Document passage:
========================================================================

Prehospital exenatide in hyperglycemic stroke-A randomized trial.
Acta Neurol Scand · 2019
Last updated 2026-05-28In a small, early-stage study, researchers tested whether giving the GLP-1 drug exenatide to stroke patients with high blood sugar before they reached the hospital would lower their blood sugar. Among 19 patients, those who received exenatide had similar blood sugar levels after 4 hours as those who received standard care (7.6 vs. 7.0 mmol/L). No serious side effects were reported, but the study was stopped early due to low enrollment.
AI summary of the abstract below.
| Journal | Acta Neurol Scand, 2019 |
|---|---|
| Citations | 5 |
| Relative citation ratio | 0.20 |
| NIH percentile | 13 |
| Molecules | exenatide |
| Conditions studied | Type 2 Diabetes |
Abstract
OBJECTIVES: Hyperglycemia is a predictor for poor stroke outcome. Hyperglycemic stroke patients treated with thrombolysis have an increased risk of intracranial hemorrhage. Insulin is the gold standard for treating hyperglycemia but comes with a risk of hypoglycemia. Glucagon-like peptide-1 receptor agonists (GLP-1RA) are drugs used in type 2 diabetes that have a low risk of hypoglycemia and have been shown to exert neuroprotective effects. The primary objective was to determine whether prehospital administration of the GLP-1RA exenatide could lower plasma glucose in stroke patients. Secondary objective was to study tolerability and safety.

========================================================================

Task requirements:
A. In the exenatide stroke trial abstract, give the passage starting at "AI summary of" and ending at "tolerability and safety." again, substituting "thrombectomy" for "thrombolysis".
B. In the exenatide stroke trial summary, why was the study stopped early?
C. Extend the exenatide stroke trial abstract beyond its final sentence.

========================================================================

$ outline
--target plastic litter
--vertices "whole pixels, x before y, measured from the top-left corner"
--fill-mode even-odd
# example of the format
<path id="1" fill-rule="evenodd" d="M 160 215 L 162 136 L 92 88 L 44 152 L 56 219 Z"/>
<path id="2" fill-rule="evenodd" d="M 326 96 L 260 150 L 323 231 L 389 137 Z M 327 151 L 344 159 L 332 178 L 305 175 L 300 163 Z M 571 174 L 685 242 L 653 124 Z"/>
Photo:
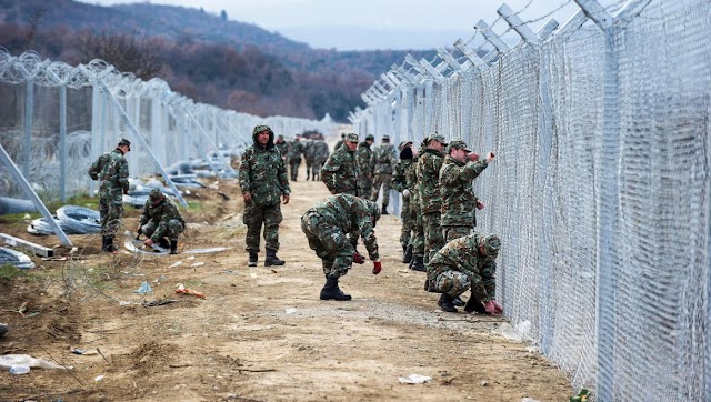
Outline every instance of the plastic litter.
<path id="1" fill-rule="evenodd" d="M 423 384 L 425 382 L 432 381 L 431 376 L 420 375 L 420 374 L 410 374 L 410 376 L 401 376 L 401 384 Z"/>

========================================================================

Set of answers:
A.
AI summary of the abstract below.
| Journal | Acta Neurol Scand, 2019 |
|---|---|
| Citations | 5 |
| Relative citation ratio | 0.20 |
| NIH percentile | 13 |
| Molecules | exenatide |
| Conditions studied | Type 2 Diabetes |
Abstract
OBJECTIVES: Hyperglycemia is a predictor for poor stroke outcome. Hyperglycemic stroke patients treated with thrombectomy have an increased risk of intracranial hemorrhage. Insulin is the gold standard for treating hyperglycemia but comes with a risk of hypoglycemia. Glucagon-like peptide-1 receptor agonists (GLP-1RA) are drugs used in type 2 diabetes that have a low risk of hypoglycemia and have been shown to exert neuroprotective effects. The primary objective was to determine whether prehospital administration of the GLP-1RA exenatide could lower plasma glucose in stroke patients. Secondary objective was to study tolerability and safety.

B. It was stopped early because of low enrollment.

C.
MATERIALS & METHODS: Randomized controlled trial comparing exenatide administrated prehospitally with a control group receiving standard care for hyperglycemia. Patients with Face Arm Speech Test ≥1 and glucose ≥8 mmol/L were randomized. Glucose was monitored for 24 hours. All adverse events were recorded.
RESULTS: Nineteen patients were randomized, eight received exenatide. An interim recruitment failure analysis with subsequent changes of the protocol was made. The study was stopped prematurely due to slow inclusion. No difference was observed in the main outcome of plasma glucose at 4 hours, control vs exenatide (mean, SD); 7.0 ± 1.9 vs 7.6 ± 1.6; P = .56). No major adverse events were reported.
CONCLUSIONS: We found no evidence that prehospital exenatide had effect on hyperglycemia. However, it was given without adverse events in this study with limited sample size that was prematurely stopped due to slow inclusion.